==== Records for this task ====

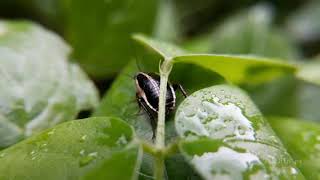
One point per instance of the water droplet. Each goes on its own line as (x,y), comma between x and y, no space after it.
(83,138)
(293,170)
(88,159)
(82,152)
(43,145)
(51,132)
(122,141)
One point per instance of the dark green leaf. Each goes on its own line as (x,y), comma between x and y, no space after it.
(237,69)
(120,101)
(225,136)
(310,72)
(100,32)
(302,140)
(93,148)
(38,87)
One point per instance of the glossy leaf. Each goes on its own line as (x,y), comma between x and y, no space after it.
(225,136)
(237,69)
(302,140)
(310,72)
(93,148)
(38,86)
(120,101)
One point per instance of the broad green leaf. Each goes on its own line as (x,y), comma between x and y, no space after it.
(101,39)
(225,136)
(310,72)
(38,86)
(120,101)
(237,69)
(252,32)
(302,140)
(93,148)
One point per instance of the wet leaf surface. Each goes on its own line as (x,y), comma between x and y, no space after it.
(93,148)
(225,136)
(39,88)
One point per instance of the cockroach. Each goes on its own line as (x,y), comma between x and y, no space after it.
(147,95)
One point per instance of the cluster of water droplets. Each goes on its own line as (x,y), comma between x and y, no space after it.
(227,163)
(217,120)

====

*Problem*: Repeat all of the data above word for word, minus the pictures.

*Written reply*:
One point per instance of the water droplet. Each goes on its own line as (x,y), comma between x and y, no space after it.
(83,138)
(293,170)
(88,159)
(82,152)
(43,145)
(51,132)
(122,141)
One point per instance of the dark green leaf. Each goes on its own line as (x,y), comma between x and y, no space after it.
(237,69)
(120,101)
(225,136)
(310,72)
(100,32)
(302,140)
(93,148)
(38,87)
One point per instance of the glossy leaf. Each goes on its own line as (x,y), comma between x and y, no space after it.
(225,136)
(237,69)
(302,140)
(310,72)
(93,148)
(38,86)
(120,101)
One point per instance of the broad green leaf. Each goes on its own line as (x,y), comma between x and y, no space after it.
(101,39)
(225,136)
(310,72)
(38,86)
(120,101)
(237,69)
(252,32)
(302,140)
(93,148)
One point per instance of the wet leaf surface. Each goes on its own line as (x,y), comma between x and y, no space after it.
(93,148)
(225,136)
(39,88)
One point per instance of the cockroach. Each goes on its own line as (x,y), comma between x and y, no space after it.
(147,95)
One point per instance of the cluster of water droplets. Each goes on its own line as (x,y), comma between x and y, no space after it.
(227,163)
(217,120)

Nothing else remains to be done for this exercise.